[Stored entries]
-- Opening Marker --

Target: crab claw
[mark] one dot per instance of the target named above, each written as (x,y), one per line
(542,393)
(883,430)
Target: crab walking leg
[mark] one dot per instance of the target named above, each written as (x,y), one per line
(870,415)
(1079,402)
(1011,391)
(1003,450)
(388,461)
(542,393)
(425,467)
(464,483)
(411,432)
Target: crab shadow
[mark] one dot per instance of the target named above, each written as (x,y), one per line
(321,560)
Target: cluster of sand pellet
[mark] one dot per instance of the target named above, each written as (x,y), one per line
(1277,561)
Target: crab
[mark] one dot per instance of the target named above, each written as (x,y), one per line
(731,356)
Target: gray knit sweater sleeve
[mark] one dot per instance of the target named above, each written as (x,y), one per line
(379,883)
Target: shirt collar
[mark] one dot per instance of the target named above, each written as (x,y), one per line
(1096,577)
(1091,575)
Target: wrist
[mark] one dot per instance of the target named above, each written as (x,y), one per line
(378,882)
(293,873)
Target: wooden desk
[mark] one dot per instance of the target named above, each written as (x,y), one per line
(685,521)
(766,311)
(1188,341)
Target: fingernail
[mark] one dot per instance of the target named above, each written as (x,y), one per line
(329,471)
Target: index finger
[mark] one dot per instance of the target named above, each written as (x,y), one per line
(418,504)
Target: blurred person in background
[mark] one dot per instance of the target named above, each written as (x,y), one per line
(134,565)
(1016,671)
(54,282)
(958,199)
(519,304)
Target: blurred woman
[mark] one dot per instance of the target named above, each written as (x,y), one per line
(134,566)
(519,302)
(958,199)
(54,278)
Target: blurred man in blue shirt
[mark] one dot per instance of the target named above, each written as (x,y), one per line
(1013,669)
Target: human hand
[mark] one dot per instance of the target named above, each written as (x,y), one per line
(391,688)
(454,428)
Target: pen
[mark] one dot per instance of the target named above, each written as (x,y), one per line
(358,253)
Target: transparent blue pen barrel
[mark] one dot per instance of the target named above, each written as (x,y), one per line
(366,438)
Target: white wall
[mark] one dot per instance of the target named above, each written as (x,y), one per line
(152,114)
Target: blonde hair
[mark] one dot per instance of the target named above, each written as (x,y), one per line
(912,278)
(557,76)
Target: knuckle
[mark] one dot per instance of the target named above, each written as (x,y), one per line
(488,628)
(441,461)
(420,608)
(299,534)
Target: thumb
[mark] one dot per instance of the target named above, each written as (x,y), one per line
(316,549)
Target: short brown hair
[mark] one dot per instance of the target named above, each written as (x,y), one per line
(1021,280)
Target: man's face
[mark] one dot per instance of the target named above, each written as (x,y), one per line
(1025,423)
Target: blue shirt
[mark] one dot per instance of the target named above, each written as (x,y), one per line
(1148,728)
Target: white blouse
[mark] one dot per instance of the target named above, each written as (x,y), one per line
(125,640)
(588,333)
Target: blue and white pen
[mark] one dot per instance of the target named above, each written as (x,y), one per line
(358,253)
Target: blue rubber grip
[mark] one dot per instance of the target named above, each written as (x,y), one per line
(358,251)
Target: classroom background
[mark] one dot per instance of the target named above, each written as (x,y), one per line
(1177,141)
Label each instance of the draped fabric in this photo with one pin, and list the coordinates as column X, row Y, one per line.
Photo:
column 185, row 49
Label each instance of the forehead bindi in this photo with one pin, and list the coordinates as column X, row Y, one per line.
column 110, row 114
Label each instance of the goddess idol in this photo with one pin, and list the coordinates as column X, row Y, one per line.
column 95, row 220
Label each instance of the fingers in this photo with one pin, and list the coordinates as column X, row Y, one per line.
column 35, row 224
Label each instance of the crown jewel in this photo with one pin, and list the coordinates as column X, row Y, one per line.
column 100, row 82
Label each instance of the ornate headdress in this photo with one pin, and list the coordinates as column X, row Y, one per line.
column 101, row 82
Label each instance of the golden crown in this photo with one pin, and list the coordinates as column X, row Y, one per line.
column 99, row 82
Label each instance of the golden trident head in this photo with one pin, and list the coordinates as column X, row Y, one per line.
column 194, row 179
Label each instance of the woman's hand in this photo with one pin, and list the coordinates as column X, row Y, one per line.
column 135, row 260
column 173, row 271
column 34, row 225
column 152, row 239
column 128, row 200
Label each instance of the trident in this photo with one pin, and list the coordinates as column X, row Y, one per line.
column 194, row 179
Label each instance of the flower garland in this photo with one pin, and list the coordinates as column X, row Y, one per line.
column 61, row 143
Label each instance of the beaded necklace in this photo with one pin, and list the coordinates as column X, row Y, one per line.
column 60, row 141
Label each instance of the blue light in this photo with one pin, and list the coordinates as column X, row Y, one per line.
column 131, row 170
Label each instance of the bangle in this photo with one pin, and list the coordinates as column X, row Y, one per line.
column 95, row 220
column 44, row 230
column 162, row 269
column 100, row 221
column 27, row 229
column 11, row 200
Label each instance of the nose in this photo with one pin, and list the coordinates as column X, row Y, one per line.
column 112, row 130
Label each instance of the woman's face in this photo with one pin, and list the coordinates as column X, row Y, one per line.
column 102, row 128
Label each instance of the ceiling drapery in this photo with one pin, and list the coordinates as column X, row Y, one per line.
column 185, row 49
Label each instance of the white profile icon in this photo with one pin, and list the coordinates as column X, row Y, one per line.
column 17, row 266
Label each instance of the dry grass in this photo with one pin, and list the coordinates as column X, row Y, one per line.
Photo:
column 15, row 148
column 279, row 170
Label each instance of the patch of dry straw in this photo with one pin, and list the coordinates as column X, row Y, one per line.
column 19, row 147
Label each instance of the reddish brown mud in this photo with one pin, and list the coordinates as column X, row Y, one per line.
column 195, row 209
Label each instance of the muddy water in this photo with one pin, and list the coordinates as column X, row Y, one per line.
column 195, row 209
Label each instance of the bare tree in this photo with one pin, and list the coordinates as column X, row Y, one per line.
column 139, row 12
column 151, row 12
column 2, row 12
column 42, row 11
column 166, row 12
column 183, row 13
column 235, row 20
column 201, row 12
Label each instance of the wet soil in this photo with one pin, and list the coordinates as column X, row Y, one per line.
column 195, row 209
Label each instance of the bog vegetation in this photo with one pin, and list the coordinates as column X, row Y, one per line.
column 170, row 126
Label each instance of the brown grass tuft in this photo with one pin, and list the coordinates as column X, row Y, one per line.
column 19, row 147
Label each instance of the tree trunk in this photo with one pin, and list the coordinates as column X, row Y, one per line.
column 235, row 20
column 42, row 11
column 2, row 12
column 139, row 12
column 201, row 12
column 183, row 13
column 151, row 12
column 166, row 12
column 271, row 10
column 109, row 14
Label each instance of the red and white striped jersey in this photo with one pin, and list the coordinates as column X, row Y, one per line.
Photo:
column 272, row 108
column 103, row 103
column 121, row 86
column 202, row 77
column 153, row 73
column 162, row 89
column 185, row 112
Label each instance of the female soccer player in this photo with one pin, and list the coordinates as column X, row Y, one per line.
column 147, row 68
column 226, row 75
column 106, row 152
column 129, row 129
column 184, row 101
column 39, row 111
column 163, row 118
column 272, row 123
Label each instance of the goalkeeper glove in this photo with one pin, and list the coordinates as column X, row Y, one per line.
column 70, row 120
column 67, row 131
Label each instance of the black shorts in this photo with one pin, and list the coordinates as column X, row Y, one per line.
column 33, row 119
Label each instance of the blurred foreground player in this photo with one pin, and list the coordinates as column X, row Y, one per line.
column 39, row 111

-- Closing Marker --

#### Task instructions
Reproduce verbatim the lines above, from the line with "Target: blonde hair" through the line with "Target: short brown hair".

#### Exercise response
Target: blonde hair
[mark] one dot per instance of the target named above, each written as (x,y), one per line
(912,278)
(557,76)
Target: knuckle
[mark] one dot per instance of the target named above, each written as (x,y), one per line
(488,628)
(441,461)
(420,608)
(299,534)
Target: thumb
[mark] one dot per instance of the target named above, each written as (x,y), one per line
(316,549)
Target: short brown hair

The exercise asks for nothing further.